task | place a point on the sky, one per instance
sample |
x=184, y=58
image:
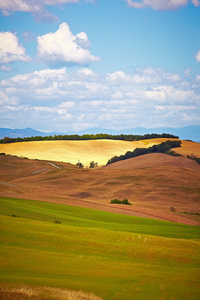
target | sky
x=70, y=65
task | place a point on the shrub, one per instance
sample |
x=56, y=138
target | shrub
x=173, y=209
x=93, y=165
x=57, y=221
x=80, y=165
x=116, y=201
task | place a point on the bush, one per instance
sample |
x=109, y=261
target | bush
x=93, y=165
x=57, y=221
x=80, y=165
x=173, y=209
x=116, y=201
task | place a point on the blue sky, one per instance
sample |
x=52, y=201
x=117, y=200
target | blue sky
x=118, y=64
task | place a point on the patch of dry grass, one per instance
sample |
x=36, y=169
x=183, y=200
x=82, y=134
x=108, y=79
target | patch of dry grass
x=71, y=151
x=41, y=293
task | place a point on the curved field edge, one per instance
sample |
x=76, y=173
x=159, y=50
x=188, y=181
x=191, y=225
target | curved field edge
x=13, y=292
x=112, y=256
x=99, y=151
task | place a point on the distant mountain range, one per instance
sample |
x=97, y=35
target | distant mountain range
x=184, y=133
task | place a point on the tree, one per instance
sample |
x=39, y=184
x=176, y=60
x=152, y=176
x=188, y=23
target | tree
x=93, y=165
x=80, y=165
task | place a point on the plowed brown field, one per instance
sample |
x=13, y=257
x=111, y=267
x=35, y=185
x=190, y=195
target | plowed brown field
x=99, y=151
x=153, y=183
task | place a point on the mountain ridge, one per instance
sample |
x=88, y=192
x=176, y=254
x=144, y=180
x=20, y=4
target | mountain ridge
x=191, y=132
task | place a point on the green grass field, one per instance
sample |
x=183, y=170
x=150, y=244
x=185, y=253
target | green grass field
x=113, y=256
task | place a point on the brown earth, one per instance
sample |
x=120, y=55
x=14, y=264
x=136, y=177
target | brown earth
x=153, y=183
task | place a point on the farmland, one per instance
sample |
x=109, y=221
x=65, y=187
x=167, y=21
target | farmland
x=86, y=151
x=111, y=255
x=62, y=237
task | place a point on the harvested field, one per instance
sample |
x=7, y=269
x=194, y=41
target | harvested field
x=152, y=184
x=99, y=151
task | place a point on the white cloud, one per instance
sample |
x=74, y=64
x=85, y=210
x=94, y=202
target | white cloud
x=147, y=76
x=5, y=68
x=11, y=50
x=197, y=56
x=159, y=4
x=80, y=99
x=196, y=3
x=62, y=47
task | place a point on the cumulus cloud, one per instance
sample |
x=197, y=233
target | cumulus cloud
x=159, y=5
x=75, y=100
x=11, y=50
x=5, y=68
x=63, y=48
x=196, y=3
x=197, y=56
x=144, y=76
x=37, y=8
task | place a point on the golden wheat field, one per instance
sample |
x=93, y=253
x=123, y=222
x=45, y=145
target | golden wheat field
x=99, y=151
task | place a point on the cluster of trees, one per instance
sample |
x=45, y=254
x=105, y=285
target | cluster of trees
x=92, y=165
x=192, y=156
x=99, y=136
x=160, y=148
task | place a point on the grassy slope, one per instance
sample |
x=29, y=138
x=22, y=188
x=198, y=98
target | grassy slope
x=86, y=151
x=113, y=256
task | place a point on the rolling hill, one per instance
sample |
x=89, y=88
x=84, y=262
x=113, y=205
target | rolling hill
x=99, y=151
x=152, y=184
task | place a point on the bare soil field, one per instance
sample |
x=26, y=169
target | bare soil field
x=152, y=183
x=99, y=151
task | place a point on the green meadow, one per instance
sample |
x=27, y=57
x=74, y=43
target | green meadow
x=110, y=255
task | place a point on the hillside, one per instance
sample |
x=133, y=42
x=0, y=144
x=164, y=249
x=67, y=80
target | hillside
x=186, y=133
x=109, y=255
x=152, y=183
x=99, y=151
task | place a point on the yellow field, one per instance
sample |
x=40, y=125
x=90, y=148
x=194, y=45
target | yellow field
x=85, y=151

Problem statement — Every record must be duplicated exactly, except for the pictures, which are left out.

Result of the exercise —
task | place a point on the sky, one per instance
sample |
x=184, y=58
image:
target | sky
x=70, y=65
task | place a point on the shrub, one per instance
sample |
x=56, y=138
target | shrub
x=173, y=209
x=93, y=165
x=57, y=221
x=80, y=165
x=116, y=201
task | place a point on the bush, one per instance
sample |
x=109, y=261
target | bush
x=93, y=165
x=57, y=221
x=80, y=165
x=173, y=209
x=116, y=201
task | place a point on the blue sky, one per instance
sample |
x=52, y=201
x=117, y=200
target | blue sky
x=118, y=64
task | place a point on the patch of dry grass, one per instance
sample |
x=36, y=169
x=183, y=200
x=82, y=134
x=108, y=79
target | patch of dry grass
x=71, y=151
x=41, y=293
task | place a point on the curved field edge, one per instance
sample |
x=76, y=173
x=159, y=50
x=188, y=181
x=191, y=225
target | curved field edge
x=13, y=292
x=112, y=256
x=99, y=151
task | place a point on the distant mountain range, one per instance
sample |
x=97, y=35
target | distant mountain range
x=184, y=133
task | place a point on the tree, one per instance
sample |
x=39, y=184
x=176, y=60
x=152, y=176
x=188, y=23
target | tree
x=93, y=165
x=80, y=165
task | place a point on the plowed brown field, one per instance
sample |
x=13, y=257
x=111, y=267
x=35, y=185
x=190, y=195
target | plowed brown field
x=99, y=151
x=153, y=183
task | place a point on the mountain ridge, one per instance
sample |
x=88, y=192
x=176, y=254
x=144, y=180
x=20, y=4
target | mountain ridge
x=191, y=132
task | place a point on the green grass field, one per instance
sample |
x=183, y=170
x=150, y=244
x=185, y=253
target | green grass field
x=113, y=256
task | place a point on the brown earth, one per instance
sample |
x=120, y=55
x=14, y=264
x=136, y=177
target | brown earth
x=153, y=183
task | place a point on the farmland, one per instance
sample |
x=109, y=221
x=65, y=187
x=167, y=21
target | farmland
x=86, y=151
x=111, y=255
x=62, y=237
task | place a point on the harvested field, one per instance
sample |
x=7, y=269
x=194, y=41
target | harvested field
x=152, y=184
x=99, y=151
task | place a point on the white cloud, one per instance
sample |
x=74, y=64
x=85, y=210
x=94, y=202
target | white cloud
x=147, y=76
x=5, y=68
x=11, y=50
x=197, y=56
x=159, y=4
x=80, y=99
x=196, y=3
x=62, y=47
task | place a point on the cumulus cloud, one per instance
sample |
x=197, y=233
target | cumulus cloud
x=159, y=5
x=75, y=100
x=11, y=50
x=5, y=68
x=63, y=48
x=196, y=3
x=197, y=56
x=144, y=76
x=37, y=8
task | place a point on the golden wheat field, one per instance
sample |
x=93, y=253
x=123, y=222
x=45, y=145
target | golden wheat field
x=99, y=151
task | place a point on the cluster of trees, one per instance
sample |
x=45, y=254
x=105, y=285
target | cluster of trees
x=92, y=165
x=192, y=156
x=99, y=136
x=160, y=148
task | place a point on the grassy slope, one per instance
sample |
x=29, y=138
x=22, y=188
x=198, y=98
target | grassy slope
x=86, y=151
x=113, y=256
task | place a point on the rolling hill, one per instance
sample |
x=89, y=88
x=84, y=262
x=113, y=205
target | rolling hill
x=99, y=151
x=152, y=184
task | place a point on the bare soil field, one per instance
sample |
x=26, y=169
target | bare soil field
x=152, y=183
x=99, y=151
task | place a point on the green meadow, one per instance
sample |
x=27, y=57
x=74, y=43
target | green meadow
x=110, y=255
task | place a point on the hillside, one per instance
sample |
x=133, y=42
x=0, y=144
x=164, y=249
x=67, y=80
target | hillside
x=186, y=133
x=109, y=255
x=152, y=183
x=99, y=151
task | place a point on the yellow field, one per instance
sample |
x=40, y=125
x=90, y=148
x=194, y=45
target | yellow field
x=85, y=151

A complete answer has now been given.